*Texto do exercício:*
--------------------------------

No entanto, é quase impossível definir regras vinculativas de acolhimento numa União Europeia profundamente dividida. Apenas poucos países acatam, como a Alemanha e França, a sugestão de distribuir os refugiados segundo um sistema de quotas. Assim, as autoridades francesas estão se esforçando para encontrar lugar para as dezenas de milhares de recém-chegados de outros Estados-membros da UE.
Solução forçada
Segundo Mathias Vicherat, diretor de gabinete da prefeita de Paris, Anne Hidalgo, "o Estado e a cidade mobilizam todos os meios e espaços pensáveis para poder acolher os refugiados". Ele veio até a margem do rio Sena acompanhar o desmantelamento de um campo de refugiados provisório bem no centro parisiense – o segundo naquela quinta-feira chuvosa.

--------------------------------

*O que fazer:*
A – Que cargo ocupa Mathias Vicherat, segundo o texto sobre os refugiados em Paris?
B – Prossiga o texto sobre os refugiados em Paris a partir da última frase apresentada.
Os registros constituem material à parte, independente do texto.

Dados de máscaras de segmentação
--------------------------------

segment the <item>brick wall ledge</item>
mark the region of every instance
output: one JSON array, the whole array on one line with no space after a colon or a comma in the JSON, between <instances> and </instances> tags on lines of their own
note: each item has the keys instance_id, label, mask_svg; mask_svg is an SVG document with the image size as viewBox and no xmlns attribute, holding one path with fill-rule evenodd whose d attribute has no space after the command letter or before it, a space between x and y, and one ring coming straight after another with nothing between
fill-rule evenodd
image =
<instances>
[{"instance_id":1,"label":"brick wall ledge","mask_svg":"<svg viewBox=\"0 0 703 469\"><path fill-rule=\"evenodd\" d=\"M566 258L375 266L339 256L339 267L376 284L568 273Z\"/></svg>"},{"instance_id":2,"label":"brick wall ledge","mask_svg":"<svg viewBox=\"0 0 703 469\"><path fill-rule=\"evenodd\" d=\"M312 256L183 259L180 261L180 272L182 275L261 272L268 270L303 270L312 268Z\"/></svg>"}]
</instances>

--------------------------------

*Respostas das tarefas:*
A – É diretor de gabinete da prefeita de Paris, Anne Hidalgo.

B –
"Os que tiverem que abandonar esses abrigos vão ser alojados em outro lugar até que o seu status tenha sido conferido", assegura o político. Embora a falta de locais apropriados para os requerentes de asilo seja um problema de longa data, o novo afluxo de refugiados parece ter finalmente fornecido um pretexto para que se encare a questão.
As autoridades parisienses anunciaram para breve a abertura de uma dúzia de novos centros. Neles serão alocados os refugiados que chegaram por último, juntamente com centenas de migrantes com status oficializado. Ao mesmo tempo, o governo francês oferece às municipalidades e comunas de todo o país mil euros por cada nova vaga para refugiados.
As reações dos ativistas que cuidam dos direitos dos migrantes a esse anúncio ambivalente. "Ficamos sabem com espanto que, num prazo de poucos dias, as autoridades conseguiram encontrar mil vagas – enquanto nós procuramos alojamentos há anos", aponta Aurélie Radisson, da organização beneficente Secours Catholique, concluindo: "A situação na Europa forçou o nosso governo a mudar a sua posição e a se engajar por uma solução."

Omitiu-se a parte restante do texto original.